* Problem description *
Update the stock market interview below: write it out again starting with "Is there anything" and going on through "will do such-and-such.", putting "basics" wherever "fundamentals" appears.

* Text section *

⁂

Is there anything that would change your mind?
BOB:
No. Two things to say: One, it has surprised me that the bubble
has grown since 2000, because I thought that that was the end of
the stock run; well, it wasn’t. So the bubble has continued to
grow. But at least as important is the idea that you can’t
reason from fundamentals to markets; you can’t look at the
fundamentals and say, therefore the market will do such-and-such.
It’s the markets that tip you off when the fundamentals are
going to change. So we continue to have expansive credit because
there is a lot of confidence, and the stock market is the
barometer of that confidence. The new high in the Dow tells us
it’s still there. So until we get the Dow peak in place and
behind us and we’re clearly heading lower, maybe down 20% from
the high, then you and I can get together and say, “OK, the
chickens are now finally going to come home to roost.” The
credit bubble, the derivatives bubble, the political promises
bubble – all of these things are finally going to deflate and
collapse and be seen for what they really are, which is
unsupportable. But until people believe that or begin to worry
about it, they will continue. [32:54]
JIM:
Given where your views are, what would you advise investors to do
then?
BOB:
Well, my main suggestion has been to stay in cash. You know we
have a pretty good interest rate right now; you can make 5% doing
nothing. If you try to speculate in commodities you’re going to
get killed eventually. And I think most of the public got
interested in oil at above $70 when the hurricanes were hitting
and all of that nonsense, and they’re going to lose money just
like they always do. I think people in the stock market are
feeling that they haven’t kept up with these announcements that
hit the papers in the last few days about the Dow being at a new
high because they may own stocks that are nowhere near highs.

⁂

* Supplied entries *
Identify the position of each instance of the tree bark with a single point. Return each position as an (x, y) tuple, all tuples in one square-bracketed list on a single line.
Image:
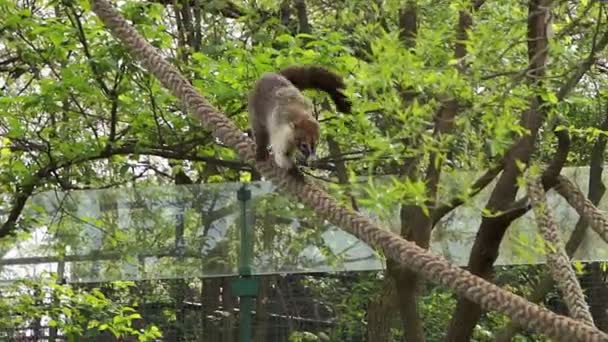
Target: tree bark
[(491, 231)]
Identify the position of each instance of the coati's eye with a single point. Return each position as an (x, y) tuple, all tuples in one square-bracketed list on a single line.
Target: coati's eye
[(305, 149)]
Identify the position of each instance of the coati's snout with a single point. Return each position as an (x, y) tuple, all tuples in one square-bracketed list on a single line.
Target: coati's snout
[(306, 135)]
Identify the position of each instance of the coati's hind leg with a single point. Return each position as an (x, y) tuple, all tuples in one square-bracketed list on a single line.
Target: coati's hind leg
[(261, 140)]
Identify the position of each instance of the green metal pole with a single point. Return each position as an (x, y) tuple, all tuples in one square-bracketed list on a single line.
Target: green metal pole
[(246, 287)]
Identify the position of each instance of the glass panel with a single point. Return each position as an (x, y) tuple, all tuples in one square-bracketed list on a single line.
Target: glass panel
[(193, 231)]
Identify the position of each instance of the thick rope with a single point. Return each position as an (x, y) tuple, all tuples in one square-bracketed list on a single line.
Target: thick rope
[(557, 259), (583, 206), (476, 289)]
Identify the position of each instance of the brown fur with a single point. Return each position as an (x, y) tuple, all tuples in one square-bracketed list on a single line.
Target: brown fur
[(279, 112)]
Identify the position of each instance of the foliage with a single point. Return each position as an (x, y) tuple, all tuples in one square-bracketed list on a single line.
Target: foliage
[(74, 312), (78, 113)]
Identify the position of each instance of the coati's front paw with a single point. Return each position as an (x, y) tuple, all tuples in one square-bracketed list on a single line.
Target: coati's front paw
[(283, 161), (295, 172)]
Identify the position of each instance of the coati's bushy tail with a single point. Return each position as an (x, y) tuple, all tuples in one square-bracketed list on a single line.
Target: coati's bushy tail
[(316, 77)]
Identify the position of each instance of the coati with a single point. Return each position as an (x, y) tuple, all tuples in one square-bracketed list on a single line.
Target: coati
[(280, 115)]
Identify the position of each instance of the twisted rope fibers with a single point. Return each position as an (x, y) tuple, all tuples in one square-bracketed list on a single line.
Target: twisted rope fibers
[(557, 259), (476, 289)]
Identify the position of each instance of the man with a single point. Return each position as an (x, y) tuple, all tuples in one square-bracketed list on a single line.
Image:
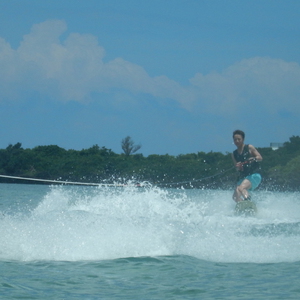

⁂

* Solution for this task *
Is there anything that would change your mind?
BOB:
No. Two things to say: One, it has surprised me that the bubble
has grown since 2000, because I thought that that was the end of
the stock run; well, it wasn’t. So the bubble has continued to
grow. But at least as important is the idea that you can’t
reason from basics to markets; you can’t look at the
basics and say, therefore the market will do such-and-such.